* _TASK TO COMPLETE_:
Take from the records below each line that holds "holding".

MATERIAL FOR THIS TASK START

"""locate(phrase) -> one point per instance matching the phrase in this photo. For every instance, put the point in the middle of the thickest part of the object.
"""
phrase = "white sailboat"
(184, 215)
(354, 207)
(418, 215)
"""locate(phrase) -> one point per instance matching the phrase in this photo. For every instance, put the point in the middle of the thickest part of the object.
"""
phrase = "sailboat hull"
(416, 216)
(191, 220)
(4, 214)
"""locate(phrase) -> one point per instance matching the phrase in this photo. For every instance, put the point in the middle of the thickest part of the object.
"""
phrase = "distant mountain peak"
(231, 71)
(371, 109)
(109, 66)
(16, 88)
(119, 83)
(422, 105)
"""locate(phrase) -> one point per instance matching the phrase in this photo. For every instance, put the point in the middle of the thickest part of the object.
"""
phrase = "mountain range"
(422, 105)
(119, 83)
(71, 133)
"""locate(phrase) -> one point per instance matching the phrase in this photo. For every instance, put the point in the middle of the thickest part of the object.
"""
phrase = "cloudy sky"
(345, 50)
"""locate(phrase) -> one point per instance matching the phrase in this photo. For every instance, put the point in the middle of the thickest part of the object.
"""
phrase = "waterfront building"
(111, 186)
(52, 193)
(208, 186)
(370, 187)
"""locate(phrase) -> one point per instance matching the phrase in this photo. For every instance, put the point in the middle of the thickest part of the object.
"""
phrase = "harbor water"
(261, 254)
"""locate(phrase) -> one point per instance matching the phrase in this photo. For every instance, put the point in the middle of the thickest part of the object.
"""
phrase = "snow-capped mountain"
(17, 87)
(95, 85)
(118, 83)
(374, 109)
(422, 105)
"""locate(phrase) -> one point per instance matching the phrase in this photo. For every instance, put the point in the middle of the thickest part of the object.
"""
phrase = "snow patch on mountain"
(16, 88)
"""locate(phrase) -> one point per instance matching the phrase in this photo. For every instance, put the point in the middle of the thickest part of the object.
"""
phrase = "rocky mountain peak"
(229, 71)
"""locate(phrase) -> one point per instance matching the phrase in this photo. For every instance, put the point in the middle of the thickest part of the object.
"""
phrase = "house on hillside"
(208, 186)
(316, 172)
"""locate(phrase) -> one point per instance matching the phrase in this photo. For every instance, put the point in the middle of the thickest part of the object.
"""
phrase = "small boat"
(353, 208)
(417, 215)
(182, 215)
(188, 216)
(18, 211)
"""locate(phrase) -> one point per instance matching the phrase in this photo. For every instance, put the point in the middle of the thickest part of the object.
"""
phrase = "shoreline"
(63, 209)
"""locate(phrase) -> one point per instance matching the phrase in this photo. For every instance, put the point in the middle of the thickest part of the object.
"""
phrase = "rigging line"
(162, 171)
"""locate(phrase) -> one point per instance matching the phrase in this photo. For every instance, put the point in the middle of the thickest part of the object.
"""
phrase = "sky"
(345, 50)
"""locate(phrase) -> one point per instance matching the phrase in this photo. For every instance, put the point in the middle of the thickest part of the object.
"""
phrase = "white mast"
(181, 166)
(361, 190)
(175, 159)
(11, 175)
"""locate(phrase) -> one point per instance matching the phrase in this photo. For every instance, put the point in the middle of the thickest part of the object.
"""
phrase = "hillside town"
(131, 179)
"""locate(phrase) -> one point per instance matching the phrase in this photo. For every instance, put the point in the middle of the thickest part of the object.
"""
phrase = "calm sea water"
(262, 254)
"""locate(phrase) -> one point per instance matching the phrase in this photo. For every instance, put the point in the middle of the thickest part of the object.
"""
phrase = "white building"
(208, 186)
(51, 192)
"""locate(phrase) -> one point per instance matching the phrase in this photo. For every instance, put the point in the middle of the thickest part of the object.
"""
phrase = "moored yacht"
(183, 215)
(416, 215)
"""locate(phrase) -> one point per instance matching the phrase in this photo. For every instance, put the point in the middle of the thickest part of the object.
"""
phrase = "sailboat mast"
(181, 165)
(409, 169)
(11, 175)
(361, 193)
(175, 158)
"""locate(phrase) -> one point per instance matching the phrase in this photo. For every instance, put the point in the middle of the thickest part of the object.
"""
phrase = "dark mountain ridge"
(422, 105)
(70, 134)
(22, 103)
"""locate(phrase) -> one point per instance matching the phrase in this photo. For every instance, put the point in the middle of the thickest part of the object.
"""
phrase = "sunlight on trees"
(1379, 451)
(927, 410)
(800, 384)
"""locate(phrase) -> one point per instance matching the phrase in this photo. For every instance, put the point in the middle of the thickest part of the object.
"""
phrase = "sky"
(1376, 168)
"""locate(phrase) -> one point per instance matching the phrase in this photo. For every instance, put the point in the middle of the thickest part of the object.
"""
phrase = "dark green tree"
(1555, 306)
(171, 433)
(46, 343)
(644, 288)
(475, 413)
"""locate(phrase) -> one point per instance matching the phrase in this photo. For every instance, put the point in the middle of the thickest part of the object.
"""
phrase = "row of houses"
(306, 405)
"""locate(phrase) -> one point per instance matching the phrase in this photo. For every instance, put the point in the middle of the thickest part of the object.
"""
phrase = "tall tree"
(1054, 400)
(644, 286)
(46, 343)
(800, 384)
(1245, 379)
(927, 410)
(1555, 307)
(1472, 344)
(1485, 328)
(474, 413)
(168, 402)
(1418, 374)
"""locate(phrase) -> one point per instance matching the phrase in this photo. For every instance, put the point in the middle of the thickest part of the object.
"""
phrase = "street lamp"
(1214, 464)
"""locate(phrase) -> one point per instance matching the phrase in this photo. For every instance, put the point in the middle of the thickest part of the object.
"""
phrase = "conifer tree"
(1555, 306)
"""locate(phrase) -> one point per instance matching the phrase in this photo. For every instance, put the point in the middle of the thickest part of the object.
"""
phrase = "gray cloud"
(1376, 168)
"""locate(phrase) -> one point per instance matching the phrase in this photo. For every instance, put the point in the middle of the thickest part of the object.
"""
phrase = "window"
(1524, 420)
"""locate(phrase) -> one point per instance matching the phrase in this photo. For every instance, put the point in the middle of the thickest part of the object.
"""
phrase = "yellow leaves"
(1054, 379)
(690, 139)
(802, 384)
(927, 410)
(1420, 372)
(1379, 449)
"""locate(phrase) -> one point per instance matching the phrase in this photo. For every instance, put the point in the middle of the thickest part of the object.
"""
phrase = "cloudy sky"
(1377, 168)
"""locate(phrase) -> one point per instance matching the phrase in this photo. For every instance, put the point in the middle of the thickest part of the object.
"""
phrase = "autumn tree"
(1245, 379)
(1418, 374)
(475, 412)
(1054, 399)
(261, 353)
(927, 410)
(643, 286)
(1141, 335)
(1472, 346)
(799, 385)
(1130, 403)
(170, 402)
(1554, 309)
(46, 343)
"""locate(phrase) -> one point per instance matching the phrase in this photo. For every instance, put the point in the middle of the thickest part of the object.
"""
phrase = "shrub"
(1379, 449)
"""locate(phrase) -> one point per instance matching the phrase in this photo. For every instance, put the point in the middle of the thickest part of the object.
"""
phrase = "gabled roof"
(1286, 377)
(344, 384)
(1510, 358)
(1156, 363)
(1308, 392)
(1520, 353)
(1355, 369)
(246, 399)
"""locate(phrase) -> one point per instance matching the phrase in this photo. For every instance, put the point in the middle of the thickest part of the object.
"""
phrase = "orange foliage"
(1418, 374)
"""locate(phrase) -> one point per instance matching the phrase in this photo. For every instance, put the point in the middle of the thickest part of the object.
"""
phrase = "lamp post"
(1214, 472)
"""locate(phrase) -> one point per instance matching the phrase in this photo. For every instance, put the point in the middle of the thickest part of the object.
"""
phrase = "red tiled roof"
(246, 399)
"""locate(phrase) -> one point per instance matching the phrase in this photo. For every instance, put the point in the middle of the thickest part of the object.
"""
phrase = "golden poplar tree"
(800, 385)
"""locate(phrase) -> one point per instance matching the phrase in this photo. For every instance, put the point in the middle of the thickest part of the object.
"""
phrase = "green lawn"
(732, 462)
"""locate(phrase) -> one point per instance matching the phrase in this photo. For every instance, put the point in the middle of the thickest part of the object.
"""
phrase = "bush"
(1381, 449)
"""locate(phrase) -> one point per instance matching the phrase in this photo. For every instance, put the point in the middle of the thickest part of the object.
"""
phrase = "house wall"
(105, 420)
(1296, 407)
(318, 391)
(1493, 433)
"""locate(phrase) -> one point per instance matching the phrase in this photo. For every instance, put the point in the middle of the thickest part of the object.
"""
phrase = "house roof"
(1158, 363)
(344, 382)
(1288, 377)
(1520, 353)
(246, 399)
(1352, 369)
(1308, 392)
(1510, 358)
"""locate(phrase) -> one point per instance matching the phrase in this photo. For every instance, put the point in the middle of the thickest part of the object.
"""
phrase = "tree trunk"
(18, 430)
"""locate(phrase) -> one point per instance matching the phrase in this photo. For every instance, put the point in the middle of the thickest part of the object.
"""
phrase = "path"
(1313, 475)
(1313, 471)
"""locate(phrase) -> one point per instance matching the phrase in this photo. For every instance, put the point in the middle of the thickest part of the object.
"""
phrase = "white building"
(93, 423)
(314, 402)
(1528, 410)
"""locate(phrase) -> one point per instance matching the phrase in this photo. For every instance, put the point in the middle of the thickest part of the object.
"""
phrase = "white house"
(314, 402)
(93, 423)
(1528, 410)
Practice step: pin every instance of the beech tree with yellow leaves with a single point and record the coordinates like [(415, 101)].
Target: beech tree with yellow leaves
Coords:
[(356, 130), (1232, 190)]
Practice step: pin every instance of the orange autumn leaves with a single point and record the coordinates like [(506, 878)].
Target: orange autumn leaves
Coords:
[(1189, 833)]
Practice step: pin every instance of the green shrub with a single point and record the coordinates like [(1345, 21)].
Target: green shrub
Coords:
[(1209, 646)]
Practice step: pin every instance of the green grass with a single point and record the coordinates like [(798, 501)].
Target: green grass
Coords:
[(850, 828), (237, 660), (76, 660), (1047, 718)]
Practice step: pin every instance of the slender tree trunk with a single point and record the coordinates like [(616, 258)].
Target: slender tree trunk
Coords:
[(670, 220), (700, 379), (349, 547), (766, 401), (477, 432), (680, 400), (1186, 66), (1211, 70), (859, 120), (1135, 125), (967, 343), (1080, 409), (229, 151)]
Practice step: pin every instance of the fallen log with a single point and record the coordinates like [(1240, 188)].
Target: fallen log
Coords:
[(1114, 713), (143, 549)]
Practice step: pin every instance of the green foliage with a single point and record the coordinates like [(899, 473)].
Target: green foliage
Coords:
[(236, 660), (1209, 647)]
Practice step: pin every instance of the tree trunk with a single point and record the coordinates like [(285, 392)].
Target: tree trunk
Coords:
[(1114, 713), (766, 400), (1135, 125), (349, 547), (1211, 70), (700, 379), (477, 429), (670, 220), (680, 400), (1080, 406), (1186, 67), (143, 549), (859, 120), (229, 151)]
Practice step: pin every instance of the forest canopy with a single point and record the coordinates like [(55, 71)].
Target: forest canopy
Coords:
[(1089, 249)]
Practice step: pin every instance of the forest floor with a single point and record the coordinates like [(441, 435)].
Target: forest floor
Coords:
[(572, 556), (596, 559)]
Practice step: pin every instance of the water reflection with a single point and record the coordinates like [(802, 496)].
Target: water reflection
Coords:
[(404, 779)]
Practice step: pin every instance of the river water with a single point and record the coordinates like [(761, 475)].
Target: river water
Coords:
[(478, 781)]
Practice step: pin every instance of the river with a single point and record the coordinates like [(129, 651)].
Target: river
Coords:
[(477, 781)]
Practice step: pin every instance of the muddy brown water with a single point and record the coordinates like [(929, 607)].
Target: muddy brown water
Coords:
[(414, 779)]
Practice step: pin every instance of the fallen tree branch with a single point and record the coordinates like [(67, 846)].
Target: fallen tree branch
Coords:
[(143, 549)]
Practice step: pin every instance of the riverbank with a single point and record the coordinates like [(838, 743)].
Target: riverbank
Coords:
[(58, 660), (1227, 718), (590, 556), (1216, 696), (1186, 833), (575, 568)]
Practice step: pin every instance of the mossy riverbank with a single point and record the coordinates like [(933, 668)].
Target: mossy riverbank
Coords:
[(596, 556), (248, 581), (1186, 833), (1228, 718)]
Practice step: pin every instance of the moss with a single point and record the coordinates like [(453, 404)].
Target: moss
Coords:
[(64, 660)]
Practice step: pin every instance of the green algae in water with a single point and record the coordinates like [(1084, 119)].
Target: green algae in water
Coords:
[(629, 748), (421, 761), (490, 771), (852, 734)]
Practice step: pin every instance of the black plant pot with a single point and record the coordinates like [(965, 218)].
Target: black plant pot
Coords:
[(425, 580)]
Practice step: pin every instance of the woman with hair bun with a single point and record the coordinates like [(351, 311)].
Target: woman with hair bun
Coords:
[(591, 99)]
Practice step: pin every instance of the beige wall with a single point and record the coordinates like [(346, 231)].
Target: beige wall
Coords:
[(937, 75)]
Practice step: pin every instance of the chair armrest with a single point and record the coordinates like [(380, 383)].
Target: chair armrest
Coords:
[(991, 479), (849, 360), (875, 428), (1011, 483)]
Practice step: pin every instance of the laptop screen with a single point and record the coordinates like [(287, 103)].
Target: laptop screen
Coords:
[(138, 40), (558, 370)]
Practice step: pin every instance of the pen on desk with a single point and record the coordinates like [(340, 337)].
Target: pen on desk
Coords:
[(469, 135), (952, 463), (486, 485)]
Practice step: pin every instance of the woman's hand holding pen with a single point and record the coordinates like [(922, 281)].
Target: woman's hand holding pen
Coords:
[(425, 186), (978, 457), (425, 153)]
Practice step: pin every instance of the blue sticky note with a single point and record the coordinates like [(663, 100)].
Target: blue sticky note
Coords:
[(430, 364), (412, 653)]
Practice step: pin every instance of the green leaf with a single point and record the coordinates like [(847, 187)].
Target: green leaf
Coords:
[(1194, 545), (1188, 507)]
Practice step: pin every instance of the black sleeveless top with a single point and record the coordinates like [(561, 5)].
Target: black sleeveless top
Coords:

MATERIAL FOR THIS TASK END

* _FINISHED TASK_:
Practice step: pin every instance of the woman's hand holding pen with a single point and record the coordinates like [(922, 281)].
Target: woman's hand holding pen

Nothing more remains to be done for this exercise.